Village walks in Kushinagar

Behind the spic and span roads of Kushinagar, lies a quaint village. If rural tourism excites you then you will love this experience. Much before Kushinagar was catapulted as an international Buddhist site, it was just another village of Uttar Pradesh.

Even today, during my Kushinagar visit, I could see and experience the village life of Kushinagar as I tried to search the Buddha’s Relic Distribution Site in the offbeat Aniruddhawa village. By the way, did you know that my father’s name is also Aniruddha?

Farms, homes, cattle and lush greenery greeted us as we navigated our way through the narrow lanes of the Aniruddhawa village. Even though I have been born and brought up in urban places of Uttar Pradesh such as Varanasi, Prayagraj, Lucknow etc, it was a novel experience for me.

You can just walk/drive here by yourself or hire a guide/rickshaw at a reasonable rate. It is an unusual thing to do in Kushinagar.

Maitreya Buddha Statue

Much like the 108 feet tall Maitreya Buddha Statue near Nubra valley and Mulbekh Chamba in Ladakh, plans are on to construct Maitreya Buddha Statue in Kushinagar as well. The grand statue of Maitreya Buddha Statue will be built next to the Parinirvana mandir, where Shakyamuni Buddha passed into Parinirvana.

The Maitreya Project was the brainchild of Lama Thubten Yeshe (1935-1984). Maitreya Project was initiated by Lama Yeshe in the year 1982. This was when he came back from his first trip to remote Tibet ever since he along-with many Tibetans left their land in the year 1959.

Lama Thubten Yeshe was the co-Founder of the Foundation for the Preservation of the Mahayana Tradition. Maitreya Buddha is also known as the future Buddha.

Soul Window Thoughts

Who would have thought that the Bhojpuri speaking land of Uttar Pradesh has links with Tibet in the Himalayas? And who would have thought that the very land of mostly Buddhist Tibet is also sacred for Hindus and Bon people of Tibet?

During my visit to Tibet as I performed the sacred Kailash Mansarovar Yatra, I was left speechless at the sheer energy of the place. Known as the abode of Shiv Bhagwan, the mere act of meditating in the shadow of the sacred Kailash Parbat turned me in to tears.

Do read my blogs on Kailash Mansarovar Yatra. It is the most ultimate of all Hindu pilgrimages. Whether it is the sacred Mansarovar lake, the inauspicious Rakshas Taal, the border town Taklakot aka Purang, Tibetan towns Kyirong and Saga etc, there is a lot to see in Tibet.

Abhinav Siingh of A Soul Window has been listed as the most successful travel blogger in India and top Indian Travel Bloggers on Youtube several times.

Excursions from Kushinagar

There are many interesting places in and around Kushinagar. Depending upon your budget and time, you can easily club these excursions by private cab or public transport such as train and buses. Some of the best places to see near Kushinagar are listed as below:

Kuber Asthan

Kuber Asthan is built by Lord Kuber, who is a God of wealth and a devotee of Shiv Bhagwan. Kuberasthan is located 20 kilometres away from Kushinagar and 9 kilometres from Padrauna on the Padrauna-Turkpatti road.

- **Extracted information**:
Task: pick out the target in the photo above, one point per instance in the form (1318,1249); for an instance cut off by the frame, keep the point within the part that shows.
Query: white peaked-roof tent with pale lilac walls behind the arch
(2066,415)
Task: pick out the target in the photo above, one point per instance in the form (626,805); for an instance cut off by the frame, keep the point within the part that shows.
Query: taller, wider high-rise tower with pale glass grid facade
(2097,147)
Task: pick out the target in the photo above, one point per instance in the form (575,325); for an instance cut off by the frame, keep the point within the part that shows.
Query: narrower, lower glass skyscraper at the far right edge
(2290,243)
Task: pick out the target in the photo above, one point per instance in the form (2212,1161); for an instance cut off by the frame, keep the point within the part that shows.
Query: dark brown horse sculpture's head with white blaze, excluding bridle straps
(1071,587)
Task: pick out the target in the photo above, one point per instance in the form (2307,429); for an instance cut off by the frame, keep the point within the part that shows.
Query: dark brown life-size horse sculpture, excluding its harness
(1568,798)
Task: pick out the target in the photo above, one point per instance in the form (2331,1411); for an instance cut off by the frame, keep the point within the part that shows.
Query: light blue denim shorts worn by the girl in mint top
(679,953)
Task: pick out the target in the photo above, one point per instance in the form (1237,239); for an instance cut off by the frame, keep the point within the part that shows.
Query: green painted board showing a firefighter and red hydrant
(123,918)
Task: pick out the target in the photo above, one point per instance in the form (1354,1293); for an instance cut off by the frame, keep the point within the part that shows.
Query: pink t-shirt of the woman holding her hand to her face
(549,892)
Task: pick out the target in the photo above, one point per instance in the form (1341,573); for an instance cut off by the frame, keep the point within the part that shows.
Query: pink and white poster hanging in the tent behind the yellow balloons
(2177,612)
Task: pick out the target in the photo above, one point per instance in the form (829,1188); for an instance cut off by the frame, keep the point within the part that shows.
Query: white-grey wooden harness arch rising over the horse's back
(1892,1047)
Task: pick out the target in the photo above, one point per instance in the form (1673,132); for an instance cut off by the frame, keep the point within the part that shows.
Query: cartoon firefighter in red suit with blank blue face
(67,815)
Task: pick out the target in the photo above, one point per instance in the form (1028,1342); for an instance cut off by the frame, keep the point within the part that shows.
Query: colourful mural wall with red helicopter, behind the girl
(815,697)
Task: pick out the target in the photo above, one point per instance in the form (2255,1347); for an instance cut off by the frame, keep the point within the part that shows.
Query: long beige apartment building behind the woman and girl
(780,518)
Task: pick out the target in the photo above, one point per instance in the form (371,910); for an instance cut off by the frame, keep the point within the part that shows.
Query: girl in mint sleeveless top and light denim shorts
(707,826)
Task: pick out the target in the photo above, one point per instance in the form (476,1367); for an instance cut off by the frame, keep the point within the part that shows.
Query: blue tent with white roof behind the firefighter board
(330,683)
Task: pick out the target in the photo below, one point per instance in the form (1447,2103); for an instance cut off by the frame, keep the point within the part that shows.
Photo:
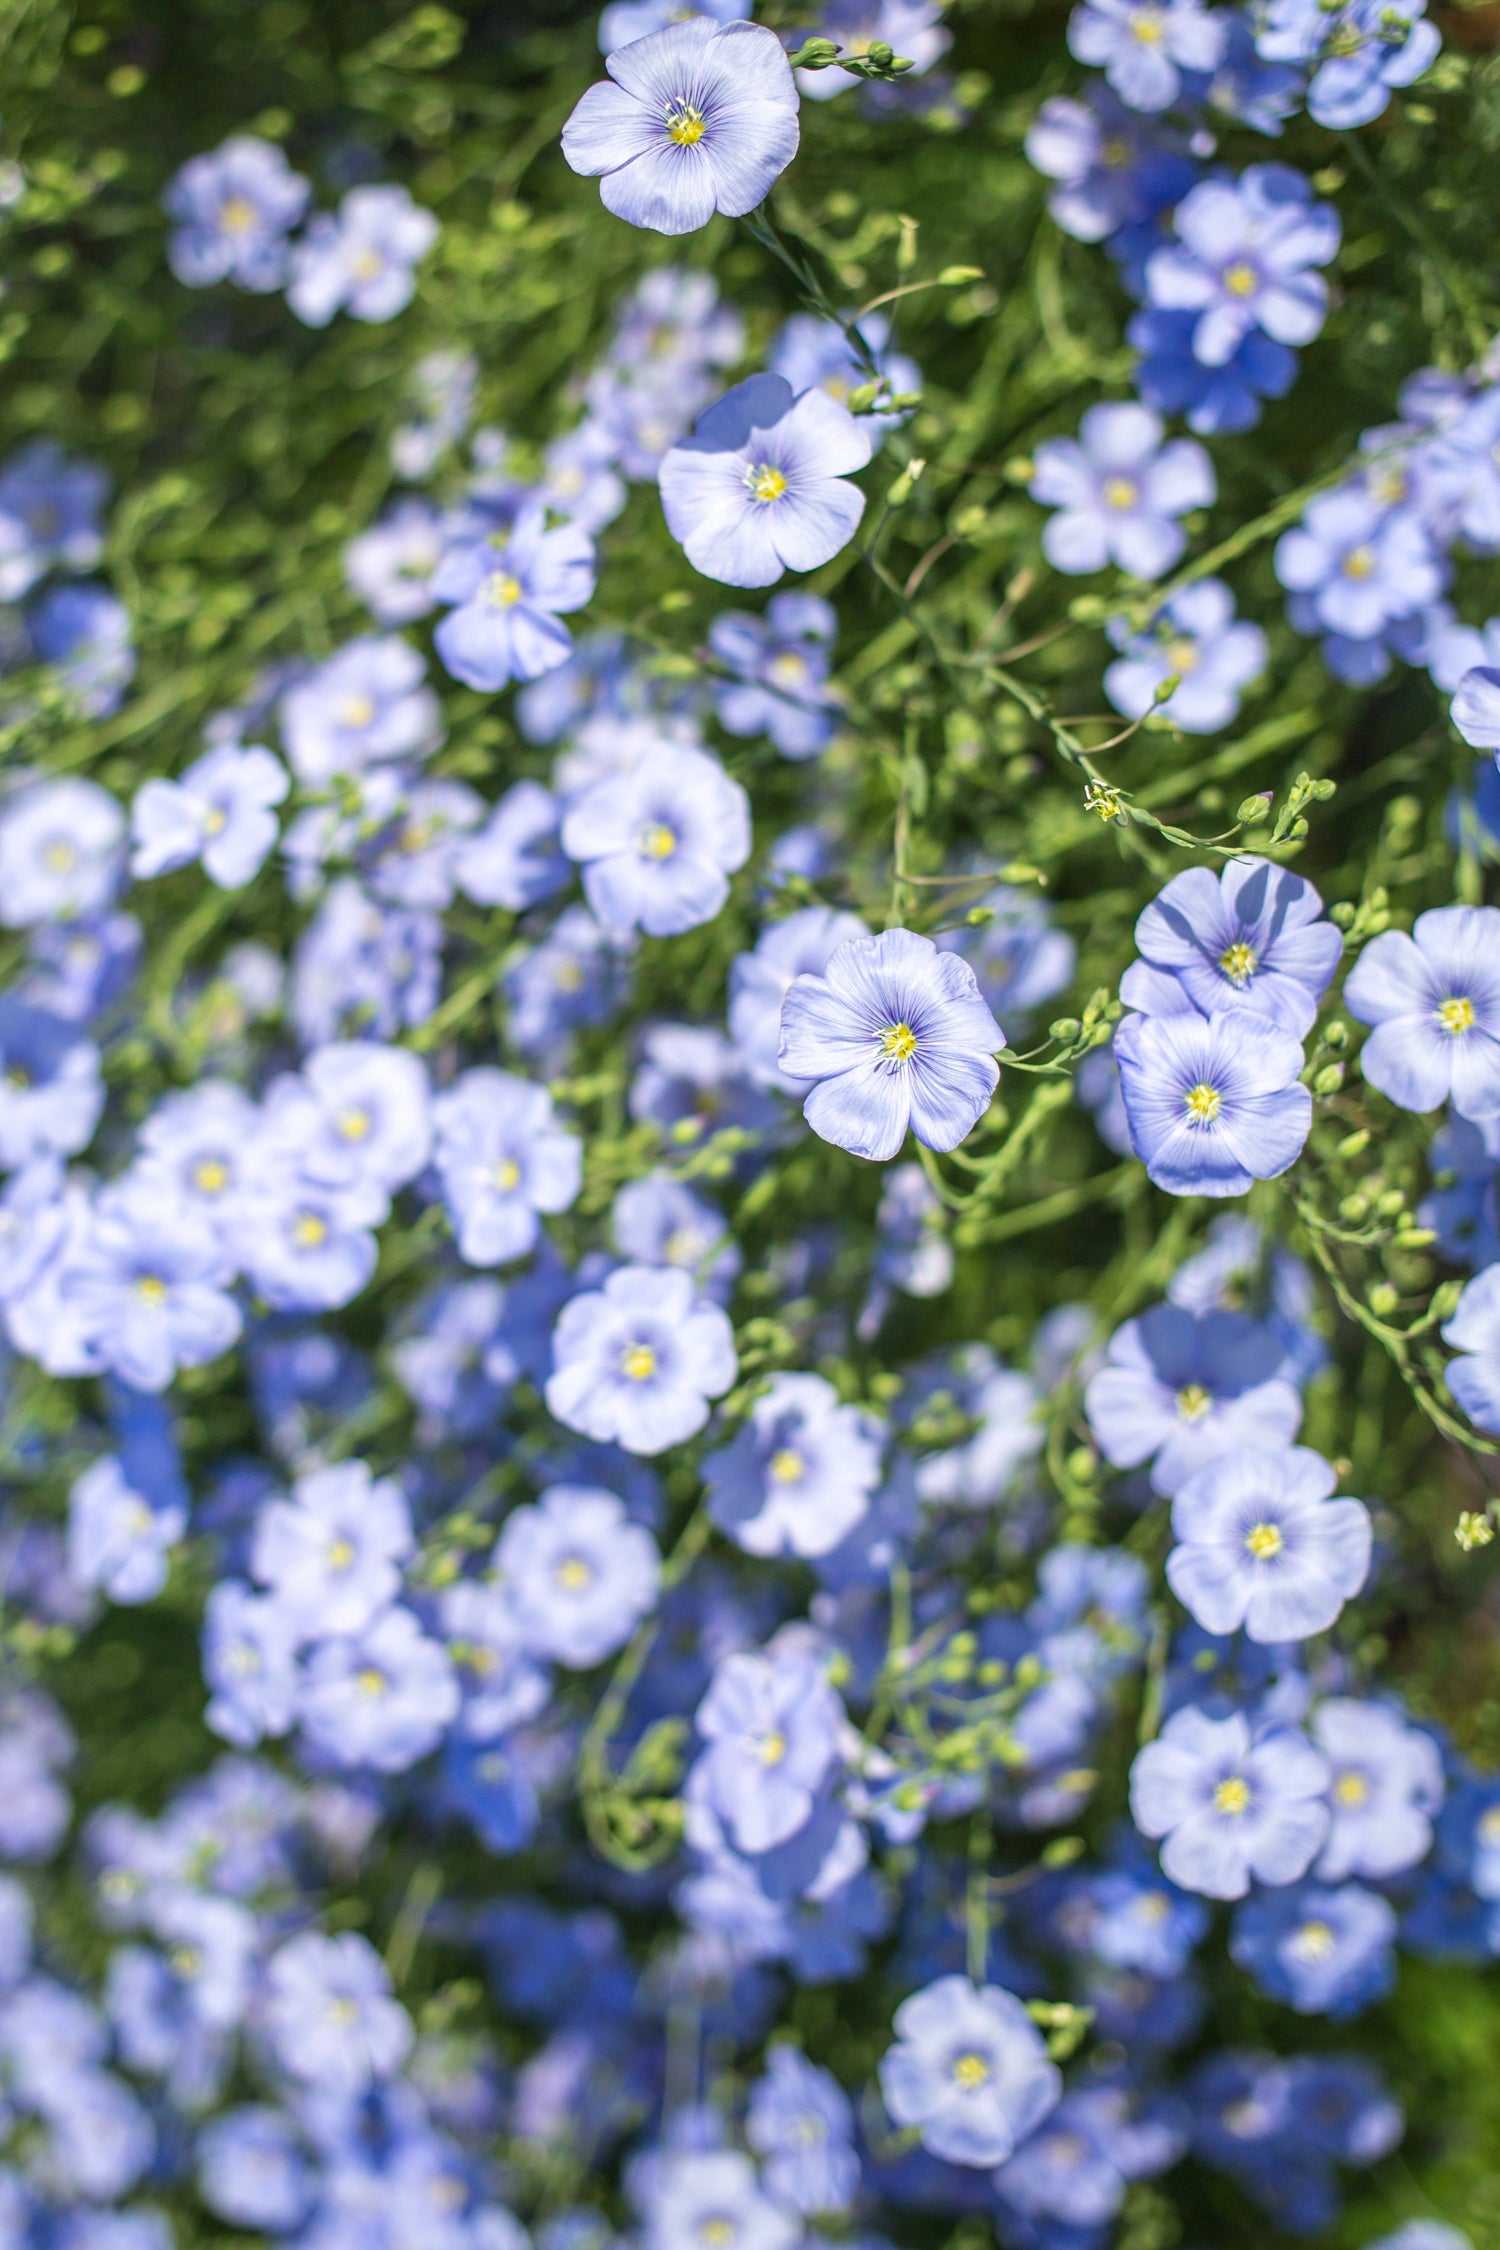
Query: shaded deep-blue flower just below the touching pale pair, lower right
(1321,1952)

- **Problem**: Pick up the Kushinagar travel piece above at the point where it stops, and write its next few paragraphs.

- **Reply**:
It is generally very crowded on Monday and on the festival of Mahashivratri. It is situated on a serene location. It sure is a must-visit place.

Sun Temple at Turkpatti Mahuaa

The Sun temple of Kushinagar dates back to the Gupta era. During excavations, 2 statues of Sun God, made in black stone were unearthed from here. The idol of Surya Bhagwan can be traced back to 4th-5th century C.E., which corresponds to the glorious Gupta era. Yes, this place is that old. It is a pity that it is still a lesser-known place.

The ancient idols, which belies the modern structure of temple, are still worshipped in the Garbhagriha.

Turkapatti Sun Temple is located an odd 25 kilometres away from Kushinagar. Do not miss this offbeat place near Kushinagar. It is one of the rarest Sun Temples of India. Monday and Friday is an auspicious time to be here.

Also read: Who damaged the Martand Sun Temple of Kashmir?

Kurukulla Asthan

This Hindu shrine which is devoted to goddess, Adi Shakti known as Kurukulla Devi was built by Nagarjun. Kurukulla Devi is the first and original power of the Universe.

Located in a tranquil place, people often visit this temple to meditate and do yoga. A thick forest and a river which surrounds the Ashram adds to its serenity. Kurukulla Asthan is situated just 8 kilometres from Kasia-Tamkuhi road.

Devraha Asthan

This temple is devoted to Jain Tirthankaras. It is an unusual place to see near Kushinagar.

Sidhua Asthan

Devotees throng Sidhua Asthan to offer their prayers in the temples devoted to Durga Maa and Hanuman ji. People also offer prayers over the holy fire in the Yagyashala. Located in Siddhanath, Sidhua Asthan is an offbeat place to see near Kushinagar.

Hindu Sadhus congregate here to improve their understanding of matters related to spirituality and religion. Many people also meditate here. This is an unexplored which is located away from the crowds.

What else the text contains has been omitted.